Australian men and women will be able to vote in a referendum to call for the creation of an Aboriginal and Torres Strait Islander advisory body known as a Voice to Parliament and thereby to contribute to the social and economic inclusion of these communities. Generations of Australia’s First Nations people to a significant degree continue to live in social exclusion as a result of a history of colonisation and coexistence with the non-Aboriginal majority.

The history of modern Australia has been written up as beginning on 26 January, 1788…but did it? The history of the oldest inhabited continent on the planet, which we now call Australia, has been playing out for over 65,000 years. The development of Aboriginal society and culture was influenced by the arrival of white settlers in the late 18th century. The first British colony was established on the 26th of January, 1788, six days after a fleet of ships anchored in Botany Bay, roughly in the area of today’s Sydney airport. The First Fleet came with 754 prisoners and 619 officers, sailors and their families (including children). At that time, there were anywhere from 300,000 to one million Aborigines living on the Australian continent. The settlers did not negotiate with them, and under the principle of terra nullius (literally land belonging to no one, a concept which allowed uninhabited areas or land without a legislative system to be claimed) – the British took possession of part of what is now Australia and called it The Colony of New South Wales.

Actions to take
1. Reproduce, word for word, the part of the Australia passage that opens with the words containing "Australian men and" and closes with "the non-Aboriginal majority.".
2. According to the Australia passage, how many prisoners came with the First Fleet?
The data after this note comes from a separate source.

Recorded information

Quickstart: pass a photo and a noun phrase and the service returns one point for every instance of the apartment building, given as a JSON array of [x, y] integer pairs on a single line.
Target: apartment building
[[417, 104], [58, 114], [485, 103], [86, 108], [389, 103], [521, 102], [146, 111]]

Answers given
1.
Australian men and women will be able to vote in a referendum to call for the creation of an Aboriginal and Torres Strait Islander advisory body known as a Voice to Parliament and thereby to contribute to the social and economic inclusion of these communities. Generations of Australia’s First Nations people to a significant degree continue to live in social exclusion as a result of a history of colonisation and coexistence with the non-Aboriginal majority.

2. 754 prisoners